[Labeled contour records]
## Start

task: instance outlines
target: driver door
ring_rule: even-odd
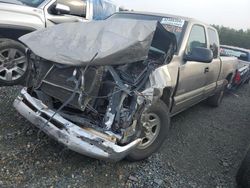
[[[202,25],[193,25],[185,53],[191,53],[194,47],[207,48],[205,27]],[[207,63],[183,60],[179,70],[179,83],[174,97],[173,114],[204,99],[207,69]]]

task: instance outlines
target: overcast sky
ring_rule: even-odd
[[[177,14],[209,24],[250,29],[250,0],[113,0],[137,11]]]

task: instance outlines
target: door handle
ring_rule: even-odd
[[[205,69],[204,69],[204,74],[206,74],[206,73],[208,73],[209,72],[209,67],[206,67]]]

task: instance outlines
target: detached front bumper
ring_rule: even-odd
[[[116,139],[94,129],[82,128],[64,119],[42,101],[29,95],[24,88],[14,101],[16,110],[50,137],[69,149],[89,157],[119,161],[126,157],[140,142],[137,139],[126,146],[116,144]],[[47,121],[51,119],[49,123]]]

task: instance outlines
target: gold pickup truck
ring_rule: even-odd
[[[14,107],[66,147],[104,160],[142,160],[169,135],[170,117],[219,106],[237,60],[217,31],[167,14],[115,13],[20,38],[32,73]]]

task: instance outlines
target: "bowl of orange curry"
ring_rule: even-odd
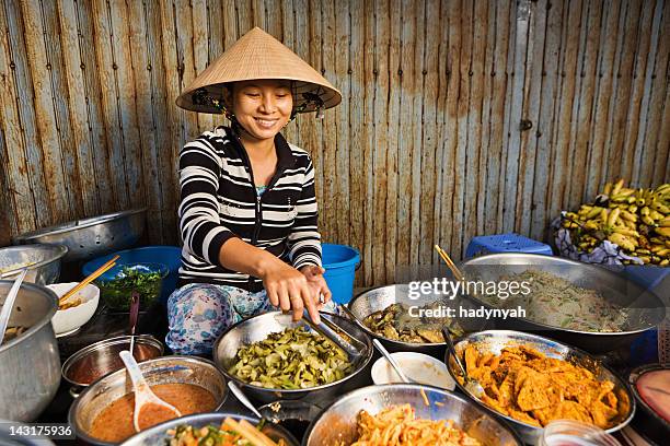
[[[212,412],[226,401],[226,378],[213,363],[192,356],[163,356],[139,364],[151,390],[176,407],[183,415]],[[135,396],[126,369],[109,374],[89,386],[74,400],[68,421],[79,439],[92,445],[113,445],[135,435]],[[142,412],[143,414],[143,412]],[[166,422],[143,418],[149,429]]]
[[[635,414],[626,383],[588,353],[552,339],[488,330],[465,336],[454,349],[467,377],[484,392],[475,396],[466,389],[447,353],[444,362],[457,386],[505,419],[527,444],[536,444],[553,420],[580,421],[612,433]]]

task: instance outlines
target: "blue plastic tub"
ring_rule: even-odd
[[[465,250],[465,258],[470,259],[485,254],[498,253],[553,255],[551,246],[519,234],[509,233],[473,237]]]
[[[346,245],[324,243],[321,248],[323,268],[326,270],[323,277],[333,293],[333,301],[347,304],[354,296],[354,277],[360,263],[360,254]]]
[[[145,246],[141,248],[112,253],[107,256],[99,257],[84,263],[84,266],[81,268],[81,273],[85,278],[116,255],[120,256],[119,259],[116,260],[116,265],[154,262],[168,266],[170,273],[163,280],[163,287],[159,297],[159,302],[162,304],[168,302],[168,297],[170,297],[170,294],[172,294],[172,292],[176,289],[178,270],[182,266],[182,248],[177,246]]]

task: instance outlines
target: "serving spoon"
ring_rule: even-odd
[[[453,356],[461,374],[463,375],[465,390],[467,390],[471,395],[481,398],[484,395],[484,387],[482,387],[482,385],[477,380],[467,376],[467,371],[465,369],[465,366],[457,354],[455,348],[453,347],[453,341],[451,340],[451,333],[449,333],[447,327],[442,327],[442,336],[444,337],[444,342],[447,342],[449,353],[451,353],[451,355]],[[447,364],[447,367],[449,367],[449,364]]]
[[[155,396],[147,380],[145,380],[145,376],[142,372],[135,361],[135,357],[130,354],[129,351],[124,350],[118,354],[130,375],[130,380],[132,382],[132,391],[135,392],[135,410],[132,411],[132,425],[135,426],[136,432],[140,432],[141,429],[139,426],[139,414],[140,411],[148,404],[155,404],[164,408],[176,415],[176,418],[182,416],[182,412],[177,410],[174,406],[163,401],[159,397]],[[165,421],[165,420],[163,420]]]
[[[2,310],[0,310],[0,345],[2,345],[2,340],[4,339],[4,331],[7,330],[7,326],[9,325],[9,317],[12,314],[12,308],[14,308],[14,301],[16,301],[16,296],[19,295],[19,289],[21,287],[21,283],[27,273],[27,268],[24,268],[10,289],[10,292],[7,294],[4,298],[4,304],[2,304]]]
[[[395,361],[395,357],[391,356],[391,353],[389,353],[386,351],[386,349],[384,349],[384,345],[381,344],[381,342],[379,342],[379,339],[373,339],[372,343],[374,344],[374,347],[377,348],[377,350],[379,350],[379,352],[382,354],[382,356],[384,356],[386,359],[386,361],[389,361],[389,364],[391,364],[391,366],[393,367],[393,369],[395,371],[395,373],[397,373],[397,376],[401,377],[401,379],[403,380],[403,383],[407,383],[407,384],[412,384],[414,383],[414,380],[409,379],[407,377],[407,375],[405,375],[405,373],[403,372],[403,369],[401,368],[400,364],[397,363],[397,361]]]

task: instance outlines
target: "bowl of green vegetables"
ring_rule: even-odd
[[[140,309],[146,309],[161,294],[163,279],[170,269],[163,263],[122,263],[95,280],[100,296],[107,307],[128,312],[132,292],[140,297]]]

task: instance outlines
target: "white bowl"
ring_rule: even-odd
[[[447,390],[455,388],[455,382],[449,374],[443,362],[417,352],[396,352],[391,356],[398,363],[407,378],[428,386],[440,387]],[[385,357],[380,357],[372,365],[372,380],[374,384],[402,383],[397,373]]]
[[[79,282],[54,283],[47,285],[47,287],[60,297],[78,283]],[[62,336],[74,331],[91,319],[100,302],[100,289],[93,284],[89,284],[70,297],[68,302],[77,298],[81,300],[81,304],[68,309],[59,309],[51,318],[51,325],[54,326],[56,336]]]

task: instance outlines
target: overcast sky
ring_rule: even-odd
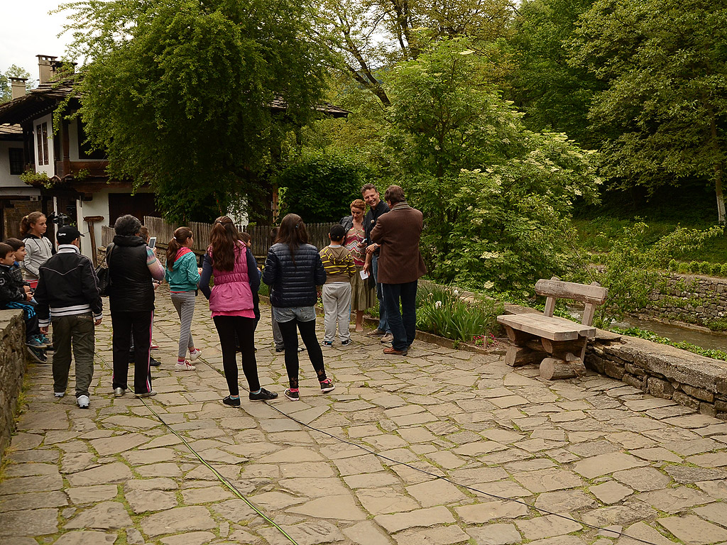
[[[57,34],[66,22],[65,13],[48,15],[62,0],[0,0],[0,71],[17,65],[31,73],[38,84],[37,54],[63,57],[71,36]]]

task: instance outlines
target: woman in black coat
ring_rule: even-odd
[[[330,392],[333,382],[326,376],[323,351],[316,336],[318,288],[326,282],[326,270],[316,246],[308,244],[308,233],[300,216],[289,214],[281,222],[275,243],[268,251],[262,281],[270,286],[273,315],[280,326],[285,344],[285,367],[290,388],[285,396],[300,398],[298,389],[298,336],[308,349],[321,391]]]

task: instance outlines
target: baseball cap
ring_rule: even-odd
[[[55,234],[55,238],[58,239],[59,244],[70,244],[79,237],[82,237],[81,231],[73,225],[64,225],[58,230]]]

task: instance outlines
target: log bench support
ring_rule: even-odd
[[[548,380],[584,376],[586,344],[595,336],[591,326],[595,307],[606,301],[608,290],[596,282],[585,286],[553,277],[538,280],[535,292],[547,297],[543,314],[497,317],[511,343],[505,363],[513,367],[538,363],[540,376]],[[555,299],[561,298],[585,303],[582,323],[553,315]]]

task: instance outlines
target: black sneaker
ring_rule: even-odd
[[[250,401],[267,401],[268,400],[275,399],[277,397],[278,394],[275,392],[270,392],[265,388],[260,388],[260,391],[257,394],[250,392]]]
[[[28,352],[30,353],[31,357],[37,361],[39,363],[47,363],[48,356],[45,355],[45,350],[42,348],[36,348],[36,347],[28,347]]]
[[[239,407],[240,398],[239,397],[233,398],[228,395],[227,397],[222,400],[222,403],[225,403],[225,405],[229,405],[230,407]]]

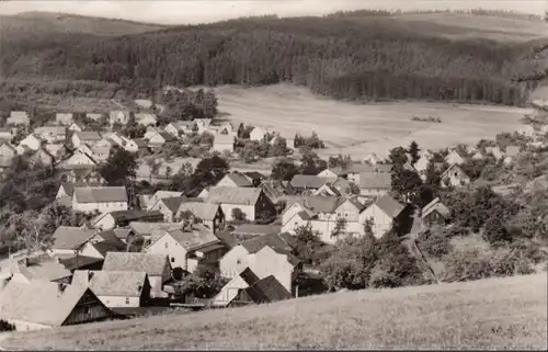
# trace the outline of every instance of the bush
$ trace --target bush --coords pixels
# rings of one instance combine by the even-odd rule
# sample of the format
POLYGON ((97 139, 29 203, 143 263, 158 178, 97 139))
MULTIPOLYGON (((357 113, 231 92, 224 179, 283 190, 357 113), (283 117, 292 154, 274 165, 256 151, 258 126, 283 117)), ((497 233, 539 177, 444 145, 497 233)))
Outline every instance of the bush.
POLYGON ((15 331, 15 326, 13 323, 9 323, 8 321, 0 319, 0 331, 15 331))
POLYGON ((429 229, 416 239, 419 249, 426 256, 441 259, 453 250, 450 239, 441 229, 429 229))

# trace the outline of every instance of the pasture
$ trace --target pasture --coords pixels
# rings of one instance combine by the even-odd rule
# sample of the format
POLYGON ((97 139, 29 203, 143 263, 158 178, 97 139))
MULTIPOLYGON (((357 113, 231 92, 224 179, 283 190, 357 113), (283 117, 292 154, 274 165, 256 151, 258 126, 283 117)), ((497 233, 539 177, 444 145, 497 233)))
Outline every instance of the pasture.
POLYGON ((368 152, 385 155, 388 149, 409 145, 443 148, 476 144, 501 132, 516 130, 528 109, 424 102, 357 104, 315 96, 305 88, 276 84, 258 88, 215 88, 219 111, 239 124, 252 124, 279 132, 284 137, 312 130, 326 141, 323 157, 368 152), (412 121, 413 116, 438 116, 442 123, 412 121))
POLYGON ((366 289, 34 332, 3 349, 546 349, 547 275, 366 289))

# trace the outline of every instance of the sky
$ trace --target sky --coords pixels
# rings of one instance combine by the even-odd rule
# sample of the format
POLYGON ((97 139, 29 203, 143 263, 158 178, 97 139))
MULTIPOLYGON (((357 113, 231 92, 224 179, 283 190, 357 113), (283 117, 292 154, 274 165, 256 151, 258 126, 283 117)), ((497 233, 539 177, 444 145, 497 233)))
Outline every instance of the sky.
POLYGON ((47 11, 163 24, 207 23, 262 14, 322 15, 359 9, 406 11, 478 8, 544 14, 548 10, 548 0, 0 0, 0 14, 47 11))

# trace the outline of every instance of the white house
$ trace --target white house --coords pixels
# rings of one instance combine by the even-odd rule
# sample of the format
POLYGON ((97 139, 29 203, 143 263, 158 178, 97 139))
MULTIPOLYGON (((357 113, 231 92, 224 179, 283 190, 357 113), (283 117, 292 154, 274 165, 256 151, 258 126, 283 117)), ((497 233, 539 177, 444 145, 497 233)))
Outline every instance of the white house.
POLYGON ((251 133, 249 134, 249 139, 251 140, 256 140, 256 141, 262 141, 264 137, 266 137, 266 129, 263 127, 254 127, 251 133))
POLYGON ((103 263, 104 271, 146 272, 152 298, 167 296, 162 289, 171 279, 171 268, 168 256, 138 252, 109 252, 103 263))
POLYGON ((124 186, 75 188, 72 209, 82 213, 126 211, 127 193, 124 186))
POLYGON ((202 224, 164 231, 145 251, 168 256, 172 268, 181 268, 187 272, 193 272, 202 261, 216 263, 226 252, 221 241, 202 224))
POLYGON ((142 307, 150 298, 150 282, 142 271, 77 270, 72 284, 89 287, 109 308, 142 307))

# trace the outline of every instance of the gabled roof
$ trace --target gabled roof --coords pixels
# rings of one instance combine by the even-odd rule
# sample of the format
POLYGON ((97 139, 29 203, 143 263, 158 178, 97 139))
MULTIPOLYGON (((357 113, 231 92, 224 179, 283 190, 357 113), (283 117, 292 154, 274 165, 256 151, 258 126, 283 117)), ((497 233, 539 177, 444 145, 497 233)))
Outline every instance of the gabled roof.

## End

**WORK INSTRUCTIONS**
Please render the records as a Markdown table with the columns Row and Line, starting at the line that contains "# trace the outline of every instance of the white" and continuing through the final line of the records. Leave out blank lines.

**FULL ANSWER**
| Row | Line |
|---|---|
| 1 | # trace the outline of every instance of the white house |
| 2 | $ trace --target white house --coords pixels |
| 3 | # rings of one instance combine by the even-odd rule |
| 4 | # sample of the format |
| 5 | POLYGON ((97 139, 29 203, 143 263, 158 178, 97 139)) |
| 6 | MULTIPOLYGON (((357 113, 231 92, 224 179, 283 190, 357 113), (283 117, 292 154, 274 165, 256 151, 258 126, 283 117)), ((497 233, 539 177, 444 145, 497 233))) |
| 7 | Outline every instance of the white house. |
| 8 | POLYGON ((251 133, 249 134, 249 139, 251 140, 256 140, 256 141, 262 141, 264 137, 266 137, 266 129, 263 127, 254 127, 251 133)) |
| 9 | POLYGON ((103 263, 104 271, 146 272, 152 298, 167 296, 162 289, 171 279, 171 268, 168 256, 138 252, 109 252, 103 263)) |
| 10 | POLYGON ((124 186, 75 188, 72 209, 82 213, 126 211, 127 193, 124 186)) |
| 11 | POLYGON ((202 224, 164 231, 145 251, 168 256, 172 268, 181 268, 187 272, 193 272, 202 261, 216 263, 226 252, 221 241, 202 224)) |
| 12 | POLYGON ((142 307, 150 298, 150 282, 142 271, 77 270, 72 284, 89 287, 109 308, 142 307)) |
| 13 | # trace the outline of every instance of the gabled roof |
| 14 | $ trace --target gabled roof --coords pixels |
| 15 | # rings of one instance combine by the even-odd rule |
| 16 | # sample of the format |
| 17 | POLYGON ((97 139, 29 203, 143 263, 158 178, 97 139)) |
| 18 | MULTIPOLYGON (((357 113, 231 92, 224 179, 283 190, 357 113), (283 117, 292 154, 274 165, 256 151, 258 126, 283 117)), ((497 233, 539 177, 444 145, 497 233))) |
| 19 | Outline every instance of the gabled roof. |